EXERCISE DETAILS =
In the listing beneath this line, copy exactly the lines starting with the one containing "the pot lid" and going on through the one containing "In this exercise you will pick out the green grass".

MATERIAL SUPPLIED =
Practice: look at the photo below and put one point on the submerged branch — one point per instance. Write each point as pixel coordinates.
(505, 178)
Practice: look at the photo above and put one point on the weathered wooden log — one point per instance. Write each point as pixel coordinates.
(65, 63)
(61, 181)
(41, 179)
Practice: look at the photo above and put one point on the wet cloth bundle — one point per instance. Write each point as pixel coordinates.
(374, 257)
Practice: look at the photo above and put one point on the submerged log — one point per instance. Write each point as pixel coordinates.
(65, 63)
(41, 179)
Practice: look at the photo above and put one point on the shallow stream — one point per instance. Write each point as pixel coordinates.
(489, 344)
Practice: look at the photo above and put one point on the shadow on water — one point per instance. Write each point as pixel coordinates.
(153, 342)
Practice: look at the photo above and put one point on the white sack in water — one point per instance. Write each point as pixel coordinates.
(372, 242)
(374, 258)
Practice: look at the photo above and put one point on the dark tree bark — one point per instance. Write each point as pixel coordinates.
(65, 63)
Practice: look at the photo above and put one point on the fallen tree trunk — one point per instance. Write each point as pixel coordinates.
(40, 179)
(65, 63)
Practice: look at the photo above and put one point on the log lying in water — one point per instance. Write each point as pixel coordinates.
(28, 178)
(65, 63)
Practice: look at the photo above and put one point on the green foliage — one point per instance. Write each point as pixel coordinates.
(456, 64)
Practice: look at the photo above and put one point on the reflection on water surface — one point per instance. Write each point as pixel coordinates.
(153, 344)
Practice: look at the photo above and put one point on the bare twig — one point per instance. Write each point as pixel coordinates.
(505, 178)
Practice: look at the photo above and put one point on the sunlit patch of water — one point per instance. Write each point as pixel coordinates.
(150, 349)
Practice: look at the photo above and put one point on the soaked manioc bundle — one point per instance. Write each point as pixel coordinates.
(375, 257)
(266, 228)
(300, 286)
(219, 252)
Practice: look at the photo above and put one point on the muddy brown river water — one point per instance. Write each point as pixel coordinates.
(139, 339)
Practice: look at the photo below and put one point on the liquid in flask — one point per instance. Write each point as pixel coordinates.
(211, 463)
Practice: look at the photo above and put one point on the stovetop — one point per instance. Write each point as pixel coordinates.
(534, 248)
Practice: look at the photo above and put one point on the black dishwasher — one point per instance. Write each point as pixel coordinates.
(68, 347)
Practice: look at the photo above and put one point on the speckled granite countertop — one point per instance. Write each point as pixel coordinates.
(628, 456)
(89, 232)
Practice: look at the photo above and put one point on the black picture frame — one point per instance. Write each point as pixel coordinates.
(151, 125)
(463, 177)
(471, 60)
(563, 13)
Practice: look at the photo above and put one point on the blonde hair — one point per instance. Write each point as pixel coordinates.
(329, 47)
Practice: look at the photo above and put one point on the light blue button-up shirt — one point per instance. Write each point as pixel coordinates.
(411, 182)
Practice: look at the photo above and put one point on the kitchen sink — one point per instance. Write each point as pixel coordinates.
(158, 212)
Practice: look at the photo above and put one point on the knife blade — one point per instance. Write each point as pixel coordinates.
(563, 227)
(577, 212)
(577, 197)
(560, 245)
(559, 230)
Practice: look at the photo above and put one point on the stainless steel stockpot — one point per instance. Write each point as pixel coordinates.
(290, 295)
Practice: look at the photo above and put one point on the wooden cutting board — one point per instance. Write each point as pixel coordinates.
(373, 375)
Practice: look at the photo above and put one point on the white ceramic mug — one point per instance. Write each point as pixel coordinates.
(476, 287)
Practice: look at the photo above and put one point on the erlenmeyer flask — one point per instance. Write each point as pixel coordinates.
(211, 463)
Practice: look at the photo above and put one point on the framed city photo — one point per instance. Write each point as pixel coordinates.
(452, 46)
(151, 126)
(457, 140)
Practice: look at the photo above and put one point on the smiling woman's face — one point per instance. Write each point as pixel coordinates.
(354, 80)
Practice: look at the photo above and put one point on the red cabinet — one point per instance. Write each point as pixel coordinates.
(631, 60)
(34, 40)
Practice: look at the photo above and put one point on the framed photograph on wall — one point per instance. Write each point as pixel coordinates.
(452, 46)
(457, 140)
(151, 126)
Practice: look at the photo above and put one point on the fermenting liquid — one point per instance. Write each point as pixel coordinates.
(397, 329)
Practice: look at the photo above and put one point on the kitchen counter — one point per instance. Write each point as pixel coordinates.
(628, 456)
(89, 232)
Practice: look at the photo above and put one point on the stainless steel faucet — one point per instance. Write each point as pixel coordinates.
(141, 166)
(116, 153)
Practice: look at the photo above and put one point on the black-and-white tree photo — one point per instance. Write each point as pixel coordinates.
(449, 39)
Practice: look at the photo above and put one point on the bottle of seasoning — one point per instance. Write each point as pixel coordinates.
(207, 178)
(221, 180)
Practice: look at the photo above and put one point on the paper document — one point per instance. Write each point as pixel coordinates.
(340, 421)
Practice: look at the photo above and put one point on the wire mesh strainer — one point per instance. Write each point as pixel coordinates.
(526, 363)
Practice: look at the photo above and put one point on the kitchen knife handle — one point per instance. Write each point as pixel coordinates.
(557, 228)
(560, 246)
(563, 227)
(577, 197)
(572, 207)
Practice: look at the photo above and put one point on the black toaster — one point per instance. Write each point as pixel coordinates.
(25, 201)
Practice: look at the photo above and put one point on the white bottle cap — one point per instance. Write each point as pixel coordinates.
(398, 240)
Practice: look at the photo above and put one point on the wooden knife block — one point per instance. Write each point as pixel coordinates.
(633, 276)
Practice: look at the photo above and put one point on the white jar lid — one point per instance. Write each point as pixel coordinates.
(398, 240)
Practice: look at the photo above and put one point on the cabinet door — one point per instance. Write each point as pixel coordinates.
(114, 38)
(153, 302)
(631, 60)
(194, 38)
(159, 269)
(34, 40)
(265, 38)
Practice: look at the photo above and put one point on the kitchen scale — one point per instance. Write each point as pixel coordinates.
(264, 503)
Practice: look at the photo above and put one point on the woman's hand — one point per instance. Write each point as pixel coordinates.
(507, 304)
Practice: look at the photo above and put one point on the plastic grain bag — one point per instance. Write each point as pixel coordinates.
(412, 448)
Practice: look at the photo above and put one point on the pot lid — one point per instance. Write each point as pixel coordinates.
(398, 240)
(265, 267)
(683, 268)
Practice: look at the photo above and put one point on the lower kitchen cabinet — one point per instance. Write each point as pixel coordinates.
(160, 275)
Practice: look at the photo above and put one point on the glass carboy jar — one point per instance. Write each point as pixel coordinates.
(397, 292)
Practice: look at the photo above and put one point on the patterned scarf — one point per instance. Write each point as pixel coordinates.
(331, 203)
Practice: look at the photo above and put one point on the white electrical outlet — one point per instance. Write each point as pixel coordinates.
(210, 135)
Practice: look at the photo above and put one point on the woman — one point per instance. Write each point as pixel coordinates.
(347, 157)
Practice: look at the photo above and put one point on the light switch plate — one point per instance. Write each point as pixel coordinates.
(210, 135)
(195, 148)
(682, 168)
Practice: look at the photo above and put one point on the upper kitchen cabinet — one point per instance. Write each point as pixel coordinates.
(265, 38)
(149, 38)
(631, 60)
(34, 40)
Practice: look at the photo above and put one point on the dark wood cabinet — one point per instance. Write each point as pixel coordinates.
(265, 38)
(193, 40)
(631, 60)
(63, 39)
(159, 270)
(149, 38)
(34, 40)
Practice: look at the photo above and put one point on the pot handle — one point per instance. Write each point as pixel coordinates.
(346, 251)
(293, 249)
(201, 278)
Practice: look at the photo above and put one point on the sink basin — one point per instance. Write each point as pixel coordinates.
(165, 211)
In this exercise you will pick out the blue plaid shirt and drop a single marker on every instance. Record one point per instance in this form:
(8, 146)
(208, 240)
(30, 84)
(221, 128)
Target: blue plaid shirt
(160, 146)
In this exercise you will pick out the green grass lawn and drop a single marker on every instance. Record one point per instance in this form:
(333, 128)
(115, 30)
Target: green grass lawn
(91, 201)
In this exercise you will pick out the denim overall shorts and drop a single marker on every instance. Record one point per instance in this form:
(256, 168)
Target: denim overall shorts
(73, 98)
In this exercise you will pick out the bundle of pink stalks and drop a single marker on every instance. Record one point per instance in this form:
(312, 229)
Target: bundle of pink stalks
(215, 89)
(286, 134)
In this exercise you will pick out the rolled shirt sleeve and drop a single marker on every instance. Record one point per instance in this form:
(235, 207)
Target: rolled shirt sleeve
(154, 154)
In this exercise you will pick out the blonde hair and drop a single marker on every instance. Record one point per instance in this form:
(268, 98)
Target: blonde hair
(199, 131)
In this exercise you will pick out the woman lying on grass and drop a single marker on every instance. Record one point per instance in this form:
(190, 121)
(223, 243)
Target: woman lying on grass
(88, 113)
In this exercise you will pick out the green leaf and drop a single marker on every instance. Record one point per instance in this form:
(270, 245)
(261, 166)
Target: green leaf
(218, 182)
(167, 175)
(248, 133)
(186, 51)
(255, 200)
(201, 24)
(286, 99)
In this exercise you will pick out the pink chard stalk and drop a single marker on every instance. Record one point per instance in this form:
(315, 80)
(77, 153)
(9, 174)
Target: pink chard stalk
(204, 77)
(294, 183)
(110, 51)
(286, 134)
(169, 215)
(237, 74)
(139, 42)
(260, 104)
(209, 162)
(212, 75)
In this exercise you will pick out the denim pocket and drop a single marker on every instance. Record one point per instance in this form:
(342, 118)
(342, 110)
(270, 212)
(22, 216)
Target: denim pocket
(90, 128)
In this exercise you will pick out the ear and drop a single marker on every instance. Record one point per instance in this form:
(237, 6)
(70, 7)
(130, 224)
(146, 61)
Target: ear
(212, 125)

REPLY =
Practice: look at the photo above and put one point on the pot lid — one point per instance. Write each point as pixel coordinates.
(398, 240)
(265, 267)
(683, 268)
Practice: look at the photo above and put one point on the lower kitchen cabinet — one point per instance. Write each point as pixel coordinates.
(160, 275)
Practice: look at the photo above and put one point on the glass carboy jar — one point per instance. Write each point as pixel coordinates.
(397, 292)
Practice: look at the photo above and put one point on the patterned scarf — one point per instance. Write each point as pixel coordinates.
(331, 203)
Practice: look at the photo above and put one point on the white electrical outlet — one point per instance. Write each point as pixel coordinates.
(210, 135)
Practice: look at the photo above and put one point on the woman — one point per instance. Write each point as pixel coordinates.
(347, 157)
Practice: look at the photo above and put one point on the light switch plate — one point per instance. Write each point as pixel coordinates.
(210, 135)
(195, 148)
(682, 168)
Practice: look at the photo above and put one point on the upper kitchen cabinet — one point per instance. Write each point as pixel coordinates.
(265, 38)
(149, 38)
(631, 60)
(34, 40)
Practice: look at the photo above and put one point on the dark wood cabinet — one point per instance. Write each point as pixel coordinates.
(265, 38)
(193, 40)
(631, 60)
(63, 39)
(159, 270)
(149, 38)
(34, 40)
Practice: look at the photo above and put one point on the pot handle — one point per instance. Write each point as pixel coordinates.
(346, 251)
(293, 249)
(201, 278)
Practice: look at the photo above and put one point on the sink basin — one point per instance. Write each point as pixel coordinates.
(165, 211)
In this exercise you will pick out the blue plaid shirt and drop a single marker on every instance. Record one point per instance in this form:
(8, 146)
(208, 240)
(30, 84)
(221, 128)
Target: blue plaid shirt
(160, 146)
In this exercise you will pick out the green grass lawn and drop a single marker on every instance. Record one point per instance in this form:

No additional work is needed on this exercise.